#### SUPPLIED MATERIAL:

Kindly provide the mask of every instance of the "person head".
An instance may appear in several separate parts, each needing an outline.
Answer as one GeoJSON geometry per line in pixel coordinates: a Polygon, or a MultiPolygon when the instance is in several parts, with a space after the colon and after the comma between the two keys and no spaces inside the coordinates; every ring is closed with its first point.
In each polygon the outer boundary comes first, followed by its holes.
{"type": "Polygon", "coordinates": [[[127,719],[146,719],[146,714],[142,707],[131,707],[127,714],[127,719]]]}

#### TASK GOAL:
Rewrite the records above, putting "object" wherever "instance" appears and leaving everything else unchanged.

#### TASK RESULT:
Kindly provide the mask of every object of the "person head".
An object may appear in several separate parts, each needing an outline.
Answer as one GeoJSON geometry per line in pixel coordinates: a Polygon, or a MultiPolygon when the object is in several parts, with a space after the colon and after the comma between the two keys and no spaces inside the coordinates; every ring is closed with its first point.
In each polygon the outer boundary comes first, followed by its holes.
{"type": "Polygon", "coordinates": [[[127,719],[146,719],[146,714],[142,707],[131,707],[127,714],[127,719]]]}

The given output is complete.